■ **Brano da leggere**:
Il grido di allarme sulla spesa delle risorse del Pnrr del sindaco Gaetano Manfredi e poi degli industriali come Antonio D’Amato, trova una prova inconfutabile nelle pagine della relazione annuale Svimez. Da una parte la pubblica amministrazione (ridotta all’osso e con poche competenze), dall’altra il debito comunale, rischiano di minare il Piano di ripresa nazionale.
Prendiamo Napoli, ad esempio. Il valore medio dell’indice di ricambio del personale in Italia è pari a 0,65 per tutto il periodo 2007-2018. Al Centro-Nord l’indice è pari a 0,70, nel Mezzogiorno 0,58. A Napoli, invece, è meno dello 0,40, a Palermo è prossimo addirittura allo zero. Il personale laureato in pochi casi supera il 30% del personale (Bari 37,60%, Roma 33,80%, Bologna 32% e Venezia 31,90%). Reggio Calabria ha registrato tra il 2007 e il 2018 una diminuzione del personale laureato: dal 22,30% al 20,90%. Tassi decisamente inferiori alla media nel 2018 per Palermo 10,70% e Napoli 19,60%. Cosa significa per la Svimez? «La minore capacità progettuale delle amministrazioni locali del Mezzogiorno le espone a un elevato rischio di mancato assorbimento. Con il paradosso che le realtà a maggior fabbisogno potrebbero beneficiare di risorse insufficienti». Cioè a causa di una Pa inefficiente si rischia di avere assegnati meno fondi di quelli previsti, che secondo le stime Svimez si aggirano intorno ai 20,5 miliardi (sui complessivi 82 destinati al Sud). Un dato che fa il paio con un altro ormai consolidato e tragico, nel 2020 il saldo migratorio interno risulta in media negativo al Sud per oltre 50 mila unità a favore delle regioni del Centro-Nord. Complessivamente nel periodo 2002/2020 coloro che sono emigrati dal Sud hanno superato il milione di persone, di cui circa il 30% laureati.
Per risolvere questi nodi non si può prescindere dall’inserimento di quadri tecnici in grado di gestire la progettazione e l’attuazione degli interventi del Pnrr. Ma, spiega Luca Bianchi, direttore Svimez (presieduta da Adriano Giannola), va rafforzato il supporto alla progettualità di questi enti decentrati attraverso: centri di competenza nazionali a supporto della Pa (come Consip, Invitalia, Sogei); centri di competenza territoriale, in raccordo con le Università, che la Svimez propone di costituire. E c’è da registrare su questo punto l’impegno della ministra per la Coesione Mara Carfagna durante la presentazione.
C’è poi un’altra emergenza: al Sud un cittadino su 3 risiede in un Comune in crisi finanziaria. Che significa grave divario nell’accesso ai servizi comunali: asili nido, servizi sociali, scuola primaria, acqua, rifiuti. E lo sanno bene i napoletani, il debito è una vera zavorra per i meridionali: 1 su 3 dovrà farsi carico del rientro del debito attraverso una maggiore pressione fiscale. Cioé più tasse. Un’altra sfida decisiva, per Svimez, riguarda il coordinamento tra fondi del Pnrr e fondi della politica di Coesione, che non possono andare avanti come due compartimenti stagno.

■ **Compito**:
Rispondi a queste domande sul brano dedicato alla relazione Svimez:
1. Qual è il valore medio dell'indice di ricambio del personale in Italia nel periodo 2007-2018?
2. Quante persone sono emigrate dal Sud complessivamente tra il 2002 e il 2020?
3. Al Sud, quanti cittadini risiedono in un Comune in crisi finanziaria?
Le righe riportate qui costituiscono materiale separato dal brano.

Voci da un insieme di annotazioni a punti:

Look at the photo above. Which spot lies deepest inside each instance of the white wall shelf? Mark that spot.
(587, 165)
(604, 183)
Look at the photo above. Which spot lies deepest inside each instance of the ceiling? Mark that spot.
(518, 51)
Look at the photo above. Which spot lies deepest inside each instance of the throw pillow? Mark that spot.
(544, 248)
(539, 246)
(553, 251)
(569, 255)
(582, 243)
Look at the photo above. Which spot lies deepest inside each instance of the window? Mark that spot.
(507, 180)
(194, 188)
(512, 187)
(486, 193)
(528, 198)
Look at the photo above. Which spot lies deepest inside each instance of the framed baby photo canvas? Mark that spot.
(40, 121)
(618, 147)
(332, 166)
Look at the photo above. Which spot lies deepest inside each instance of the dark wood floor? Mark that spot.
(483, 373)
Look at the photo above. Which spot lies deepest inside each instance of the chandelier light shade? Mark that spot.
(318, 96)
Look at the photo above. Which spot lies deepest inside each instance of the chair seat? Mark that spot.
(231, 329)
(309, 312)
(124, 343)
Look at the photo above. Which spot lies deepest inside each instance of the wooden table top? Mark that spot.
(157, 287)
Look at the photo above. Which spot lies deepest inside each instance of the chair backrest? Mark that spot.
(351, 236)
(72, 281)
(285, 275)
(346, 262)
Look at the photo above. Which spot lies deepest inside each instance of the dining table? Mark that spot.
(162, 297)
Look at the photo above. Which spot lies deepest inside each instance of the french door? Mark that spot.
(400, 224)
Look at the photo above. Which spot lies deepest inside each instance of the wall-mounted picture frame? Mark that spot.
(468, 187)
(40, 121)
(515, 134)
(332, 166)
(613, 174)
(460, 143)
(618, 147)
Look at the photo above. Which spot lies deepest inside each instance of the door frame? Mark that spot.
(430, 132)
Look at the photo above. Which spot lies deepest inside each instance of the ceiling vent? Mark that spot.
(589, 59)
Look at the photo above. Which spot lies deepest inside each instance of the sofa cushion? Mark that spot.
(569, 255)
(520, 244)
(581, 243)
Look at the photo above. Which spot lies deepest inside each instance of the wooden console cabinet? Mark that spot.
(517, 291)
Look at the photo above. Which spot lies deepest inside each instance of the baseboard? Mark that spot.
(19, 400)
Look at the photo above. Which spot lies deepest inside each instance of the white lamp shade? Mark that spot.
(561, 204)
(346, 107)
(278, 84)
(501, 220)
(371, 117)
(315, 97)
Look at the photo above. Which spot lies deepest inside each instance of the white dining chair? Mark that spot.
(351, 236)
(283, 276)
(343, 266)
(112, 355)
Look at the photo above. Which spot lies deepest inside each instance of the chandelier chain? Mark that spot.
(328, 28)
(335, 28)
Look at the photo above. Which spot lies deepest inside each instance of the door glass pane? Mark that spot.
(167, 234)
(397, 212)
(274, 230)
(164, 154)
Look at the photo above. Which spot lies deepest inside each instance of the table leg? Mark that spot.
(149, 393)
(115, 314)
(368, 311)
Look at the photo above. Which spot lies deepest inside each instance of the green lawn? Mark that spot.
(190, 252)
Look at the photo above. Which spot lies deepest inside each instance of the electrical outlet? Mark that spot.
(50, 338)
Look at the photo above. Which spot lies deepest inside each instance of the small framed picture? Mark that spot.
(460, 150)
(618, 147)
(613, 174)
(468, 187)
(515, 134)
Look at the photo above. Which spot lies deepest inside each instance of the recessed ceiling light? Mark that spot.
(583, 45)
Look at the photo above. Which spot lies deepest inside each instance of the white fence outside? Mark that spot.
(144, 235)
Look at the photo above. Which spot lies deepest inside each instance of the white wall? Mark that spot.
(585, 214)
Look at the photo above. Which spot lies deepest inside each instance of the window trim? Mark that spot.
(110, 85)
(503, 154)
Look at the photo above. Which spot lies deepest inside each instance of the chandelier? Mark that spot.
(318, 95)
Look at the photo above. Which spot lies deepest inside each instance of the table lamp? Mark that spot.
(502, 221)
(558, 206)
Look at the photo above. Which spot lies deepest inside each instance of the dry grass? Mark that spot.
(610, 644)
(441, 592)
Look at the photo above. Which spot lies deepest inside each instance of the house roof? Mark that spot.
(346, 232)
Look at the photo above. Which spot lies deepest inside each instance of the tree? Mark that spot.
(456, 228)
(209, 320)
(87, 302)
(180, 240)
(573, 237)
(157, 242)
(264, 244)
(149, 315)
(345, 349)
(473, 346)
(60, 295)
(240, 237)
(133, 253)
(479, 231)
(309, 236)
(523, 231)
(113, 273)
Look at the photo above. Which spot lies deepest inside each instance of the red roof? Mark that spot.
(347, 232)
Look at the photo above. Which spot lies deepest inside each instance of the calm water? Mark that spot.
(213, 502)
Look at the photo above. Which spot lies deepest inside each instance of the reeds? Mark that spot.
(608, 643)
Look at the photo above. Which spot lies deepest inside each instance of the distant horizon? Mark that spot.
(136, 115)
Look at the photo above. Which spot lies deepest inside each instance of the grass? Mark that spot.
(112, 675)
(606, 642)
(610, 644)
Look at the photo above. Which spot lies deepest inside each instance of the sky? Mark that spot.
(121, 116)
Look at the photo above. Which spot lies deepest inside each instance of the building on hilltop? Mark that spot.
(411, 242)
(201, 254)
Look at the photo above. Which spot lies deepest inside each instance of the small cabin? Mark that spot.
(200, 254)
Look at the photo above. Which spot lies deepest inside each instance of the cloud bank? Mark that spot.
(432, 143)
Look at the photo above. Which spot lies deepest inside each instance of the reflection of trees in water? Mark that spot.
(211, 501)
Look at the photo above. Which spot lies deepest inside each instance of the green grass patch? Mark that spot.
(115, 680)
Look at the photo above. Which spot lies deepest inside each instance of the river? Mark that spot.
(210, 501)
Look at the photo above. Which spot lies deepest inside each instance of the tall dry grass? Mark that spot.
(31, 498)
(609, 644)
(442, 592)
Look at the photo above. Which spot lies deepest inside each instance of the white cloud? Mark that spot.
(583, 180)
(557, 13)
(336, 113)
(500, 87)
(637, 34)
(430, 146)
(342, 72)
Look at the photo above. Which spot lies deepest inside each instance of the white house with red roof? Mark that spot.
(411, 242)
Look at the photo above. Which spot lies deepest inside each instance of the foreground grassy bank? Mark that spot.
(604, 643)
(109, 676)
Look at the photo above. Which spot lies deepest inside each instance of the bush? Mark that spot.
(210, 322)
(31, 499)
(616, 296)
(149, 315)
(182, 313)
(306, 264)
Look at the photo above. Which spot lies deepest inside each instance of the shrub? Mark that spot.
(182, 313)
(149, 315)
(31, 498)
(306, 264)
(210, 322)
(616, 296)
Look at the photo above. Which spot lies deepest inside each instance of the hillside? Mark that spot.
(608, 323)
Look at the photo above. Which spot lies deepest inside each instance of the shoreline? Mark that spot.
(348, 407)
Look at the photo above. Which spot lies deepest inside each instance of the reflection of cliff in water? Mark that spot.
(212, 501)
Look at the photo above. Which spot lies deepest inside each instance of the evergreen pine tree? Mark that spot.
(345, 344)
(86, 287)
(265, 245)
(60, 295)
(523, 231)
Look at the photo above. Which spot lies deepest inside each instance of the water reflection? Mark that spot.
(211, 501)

■ **Risultato del compito**:
1. Il valore medio è pari a 0,65.
2. Le persone emigrate dal Sud hanno superato il milione.
3. Al Sud risiede in un Comune in crisi finanziaria un cittadino su tre.